◆ ARTICLE:
+ + +
Le Lauréat (1967), Mike Nichols
JM VIDEO vous présente sa deuxième leçon sur les incontournables du cinéma. Après Ascenseur pour l\'échafaud et la Nouvelle Vague, nous nous attelons au Nouvel Hollywood (sorte de petit frère de la Nouvelle Vague) avec le film mythique de Mike Nichols : Le Lauréat. Si ce film est sorti en 1967 à une période qui voit le rayonnement du modèle américain, le cinéaste s'attarde sur un autre visage de l'Amérique : celui d'une jeunesse désœuvrée et coincée entre une société conventionnelle et de nouvelles aspirations.
Benjamin Braddock (interprété par un Dustin Hoffman alors peu connu) est un jeune diplômé sclérosé et inexpérimenté qui va vivre un parcours initiatique le menant à une entrée fracassante dans le monde adulte grâce à deux femmes. La première est Mrs Robinson, femme mariée et névrosée, avec laquelle il entretient une aventure pendant quelques mois. La seconde est Elaine, fille de la première, dont Benjamin tombe amoureux malgré les interdictions de sa maîtresse possessive.
Si Le lauréat peut être considéré comme un "feel good movie" (terme que Boris vient de m'apprendre) grâce à des acteurs frais, un humour toujours présent même dans les situations cocasses et un scénario fluide, il demeure aussi incontournable pour son esthétique moderne pour l'époque.
Dans la première partie, qui est celle de l'étouffement et des apparences, le malaise est exprimé à travers des innovations visuelles et sonores. Les gros plans et la caméra mobile, parfois subjective, sont utilisés pour être au plus prêt des personnages. Le travail sur l'ambiance sonore et les morceaux inoubliables signés Simon & Garfunkel renforcent les états d'âme. Les accessoires et les décors révèlent les névroses tandis qu'un montage parfois circulaire illustre l'habitude et l'enfermement. La seconde partie , celle de l'émancipation et de la révélation, est quant à elle dominée par le mouvement, l'expressivité, l'ouverture et paradoxalement par une régression vers l'enfance.
+ + +
[Enregistrements du jeu de données d'annotation par points]
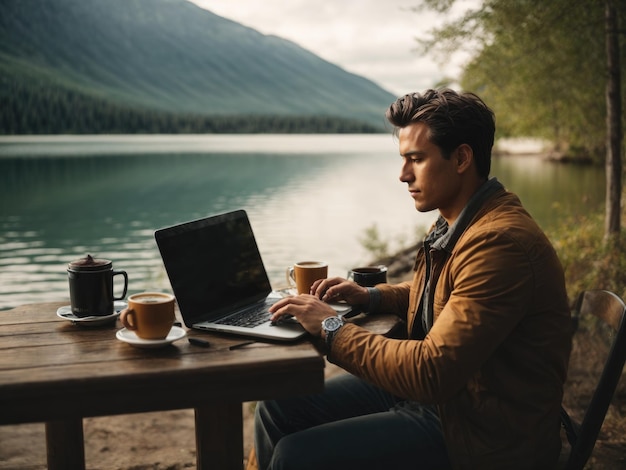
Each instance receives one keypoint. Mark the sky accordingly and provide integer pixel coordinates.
(371, 38)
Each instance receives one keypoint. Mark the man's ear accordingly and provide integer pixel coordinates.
(464, 157)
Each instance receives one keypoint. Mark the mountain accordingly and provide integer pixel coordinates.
(171, 57)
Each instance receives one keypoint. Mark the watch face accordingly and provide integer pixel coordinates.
(332, 323)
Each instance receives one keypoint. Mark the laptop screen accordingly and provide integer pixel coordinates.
(214, 265)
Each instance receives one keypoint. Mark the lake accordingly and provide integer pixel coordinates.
(309, 197)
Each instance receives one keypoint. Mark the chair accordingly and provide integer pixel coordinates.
(610, 310)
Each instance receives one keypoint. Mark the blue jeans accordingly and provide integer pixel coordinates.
(351, 425)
+ + +
◆ TRAVAIL À RÉALISER:
- A) Répondez aux questions suivantes à partir de l'article sur Le Lauréat :
(i) En quelle année le film est-il sorti ?
(ii) Quel acteur interprète Benjamin Braddock ?
(iii) Qui signe les morceaux musicaux du film ?
- B) Pour chaque affirmation, indiquez si elle concorde avec l'article sur Le Lauréat (oui ou non) et citez les mots de l'article qui tranchent :
(i) Elaine est la fille de Mrs Robinson.
(ii) La seconde partie du film est celle de l'étouffement et des apparences.
(iii) L'aventure de Benjamin avec Mrs Robinson dure plusieurs années.

◆ CORRIGÉ DES EXERCICES:
- A)
(i) 1967
(ii) Dustin Hoffman
(iii) Simon & Garfunkel

- B)
(i) Oui : « La seconde est Elaine, fille de la première »
(ii) Non : « Dans la première partie, qui est celle de l'étouffement et des apparences »
(iii) Non : « avec laquelle il entretient une aventure pendant quelques mois »